▶ **STATED TASK**
Copy out every line of the records below that contains the string "ceiling". Case counts.

▶ **ENTRIES**
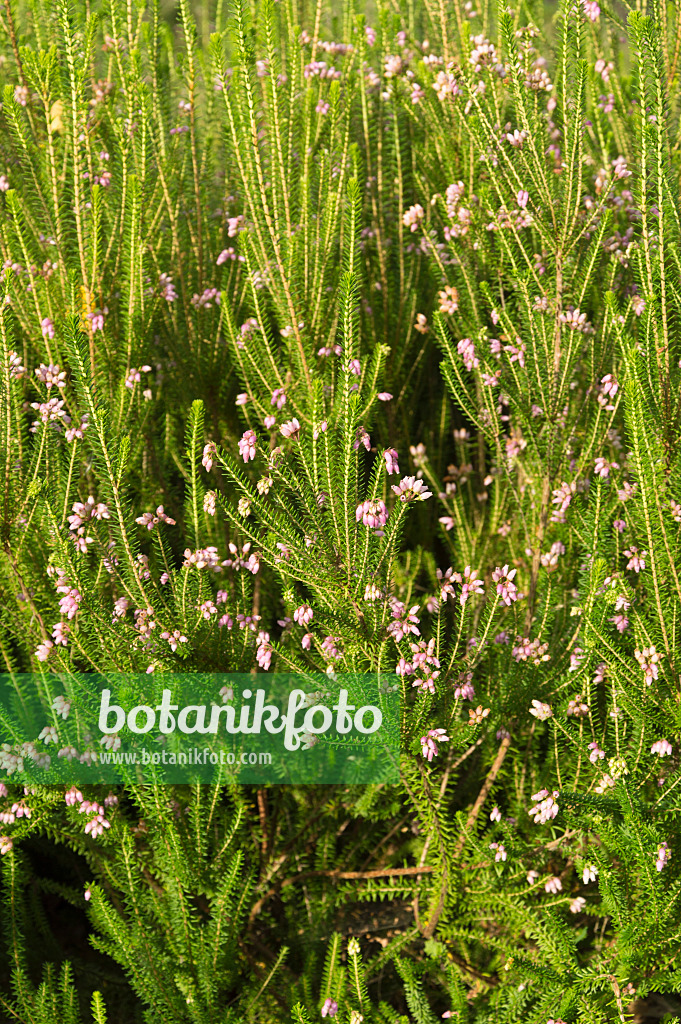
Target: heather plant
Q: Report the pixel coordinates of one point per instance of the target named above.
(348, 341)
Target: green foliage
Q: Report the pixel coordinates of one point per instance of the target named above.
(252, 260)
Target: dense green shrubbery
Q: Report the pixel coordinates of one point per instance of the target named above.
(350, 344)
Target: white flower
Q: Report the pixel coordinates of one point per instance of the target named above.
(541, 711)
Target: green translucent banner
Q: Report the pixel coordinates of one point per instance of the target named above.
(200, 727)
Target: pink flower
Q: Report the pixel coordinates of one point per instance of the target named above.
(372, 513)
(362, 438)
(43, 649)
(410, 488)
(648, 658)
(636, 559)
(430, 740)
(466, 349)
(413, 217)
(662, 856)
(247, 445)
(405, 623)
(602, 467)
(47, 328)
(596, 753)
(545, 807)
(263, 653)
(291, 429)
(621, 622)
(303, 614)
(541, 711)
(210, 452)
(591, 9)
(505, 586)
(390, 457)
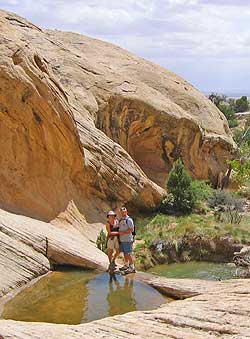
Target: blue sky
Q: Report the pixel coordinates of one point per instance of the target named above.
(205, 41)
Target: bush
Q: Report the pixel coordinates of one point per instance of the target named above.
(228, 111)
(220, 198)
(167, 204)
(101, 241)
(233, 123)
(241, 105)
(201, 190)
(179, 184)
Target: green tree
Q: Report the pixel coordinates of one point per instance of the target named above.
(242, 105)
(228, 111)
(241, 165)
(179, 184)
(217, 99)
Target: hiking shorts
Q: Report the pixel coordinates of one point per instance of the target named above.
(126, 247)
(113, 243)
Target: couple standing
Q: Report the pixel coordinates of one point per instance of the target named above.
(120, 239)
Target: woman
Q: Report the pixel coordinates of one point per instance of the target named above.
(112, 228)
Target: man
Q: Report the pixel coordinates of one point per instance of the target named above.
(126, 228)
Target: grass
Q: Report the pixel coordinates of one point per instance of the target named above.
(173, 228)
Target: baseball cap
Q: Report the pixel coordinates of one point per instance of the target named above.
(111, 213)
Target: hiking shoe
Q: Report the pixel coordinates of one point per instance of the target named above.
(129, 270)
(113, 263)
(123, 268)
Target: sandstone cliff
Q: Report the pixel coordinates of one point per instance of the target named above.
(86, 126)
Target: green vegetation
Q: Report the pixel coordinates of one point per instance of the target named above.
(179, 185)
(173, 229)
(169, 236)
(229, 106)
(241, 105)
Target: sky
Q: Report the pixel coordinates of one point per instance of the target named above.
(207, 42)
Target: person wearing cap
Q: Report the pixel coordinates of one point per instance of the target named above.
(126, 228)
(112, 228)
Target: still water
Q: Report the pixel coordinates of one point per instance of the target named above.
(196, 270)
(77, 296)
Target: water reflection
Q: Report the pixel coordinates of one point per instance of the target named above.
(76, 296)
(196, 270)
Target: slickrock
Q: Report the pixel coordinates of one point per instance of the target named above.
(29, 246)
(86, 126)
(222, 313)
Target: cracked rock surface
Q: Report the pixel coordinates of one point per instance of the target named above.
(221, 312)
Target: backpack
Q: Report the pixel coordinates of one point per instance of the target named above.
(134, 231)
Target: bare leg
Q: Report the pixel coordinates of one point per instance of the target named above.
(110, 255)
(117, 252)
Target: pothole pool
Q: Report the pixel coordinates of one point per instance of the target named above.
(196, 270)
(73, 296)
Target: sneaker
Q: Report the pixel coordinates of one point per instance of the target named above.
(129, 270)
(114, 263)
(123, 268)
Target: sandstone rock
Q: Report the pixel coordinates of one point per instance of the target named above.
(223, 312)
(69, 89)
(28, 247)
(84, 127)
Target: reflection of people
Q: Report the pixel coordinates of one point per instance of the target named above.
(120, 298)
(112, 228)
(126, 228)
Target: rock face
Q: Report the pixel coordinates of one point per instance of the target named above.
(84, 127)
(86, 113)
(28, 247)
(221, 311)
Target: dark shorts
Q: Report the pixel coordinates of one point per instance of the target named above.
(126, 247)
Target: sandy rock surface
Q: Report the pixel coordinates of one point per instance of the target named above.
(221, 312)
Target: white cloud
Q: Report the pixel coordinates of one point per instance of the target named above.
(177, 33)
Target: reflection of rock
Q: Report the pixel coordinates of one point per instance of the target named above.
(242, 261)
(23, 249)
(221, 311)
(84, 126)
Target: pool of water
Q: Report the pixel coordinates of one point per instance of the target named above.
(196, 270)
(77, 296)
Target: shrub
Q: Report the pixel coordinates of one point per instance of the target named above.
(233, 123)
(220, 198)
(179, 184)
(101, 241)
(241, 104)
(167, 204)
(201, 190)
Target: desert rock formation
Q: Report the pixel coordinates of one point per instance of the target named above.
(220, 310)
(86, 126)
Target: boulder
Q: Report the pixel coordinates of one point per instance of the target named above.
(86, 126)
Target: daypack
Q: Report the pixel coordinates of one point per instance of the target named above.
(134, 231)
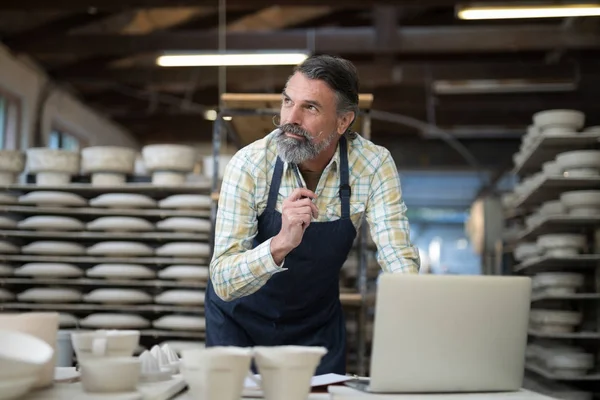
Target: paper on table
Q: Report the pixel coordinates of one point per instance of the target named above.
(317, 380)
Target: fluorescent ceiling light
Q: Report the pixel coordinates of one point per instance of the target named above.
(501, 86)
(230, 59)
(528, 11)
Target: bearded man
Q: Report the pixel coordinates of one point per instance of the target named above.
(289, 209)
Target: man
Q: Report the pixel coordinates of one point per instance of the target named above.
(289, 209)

==

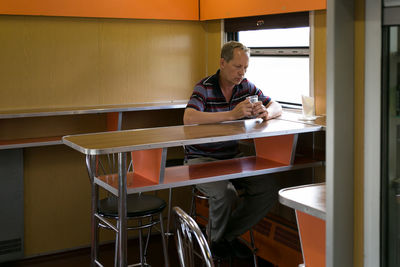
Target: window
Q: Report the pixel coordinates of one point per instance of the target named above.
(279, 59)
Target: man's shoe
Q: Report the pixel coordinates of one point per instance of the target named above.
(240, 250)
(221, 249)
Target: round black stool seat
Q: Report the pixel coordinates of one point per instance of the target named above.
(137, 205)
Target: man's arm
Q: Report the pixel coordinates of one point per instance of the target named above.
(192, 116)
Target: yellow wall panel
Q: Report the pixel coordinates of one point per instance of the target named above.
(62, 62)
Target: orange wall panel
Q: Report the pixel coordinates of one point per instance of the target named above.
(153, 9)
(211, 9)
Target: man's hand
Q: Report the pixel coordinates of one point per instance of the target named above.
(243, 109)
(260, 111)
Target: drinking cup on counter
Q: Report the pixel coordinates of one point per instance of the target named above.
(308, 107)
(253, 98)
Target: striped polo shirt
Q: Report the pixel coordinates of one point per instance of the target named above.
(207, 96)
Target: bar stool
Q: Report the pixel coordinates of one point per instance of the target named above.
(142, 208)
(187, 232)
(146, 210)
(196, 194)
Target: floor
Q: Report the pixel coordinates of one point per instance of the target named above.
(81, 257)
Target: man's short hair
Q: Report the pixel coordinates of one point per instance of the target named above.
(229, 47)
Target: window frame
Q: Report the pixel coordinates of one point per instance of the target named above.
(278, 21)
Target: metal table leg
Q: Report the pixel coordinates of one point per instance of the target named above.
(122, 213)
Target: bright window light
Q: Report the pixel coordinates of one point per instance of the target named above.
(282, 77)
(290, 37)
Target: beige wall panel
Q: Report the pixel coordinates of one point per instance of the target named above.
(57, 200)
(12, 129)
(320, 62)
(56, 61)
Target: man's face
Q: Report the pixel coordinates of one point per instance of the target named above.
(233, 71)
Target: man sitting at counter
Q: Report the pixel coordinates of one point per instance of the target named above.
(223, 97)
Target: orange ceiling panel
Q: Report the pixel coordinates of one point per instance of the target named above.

▶ **SOLUTION FOR THIS TASK**
Target: fluorescent ceiling light
Target: orange ceiling panel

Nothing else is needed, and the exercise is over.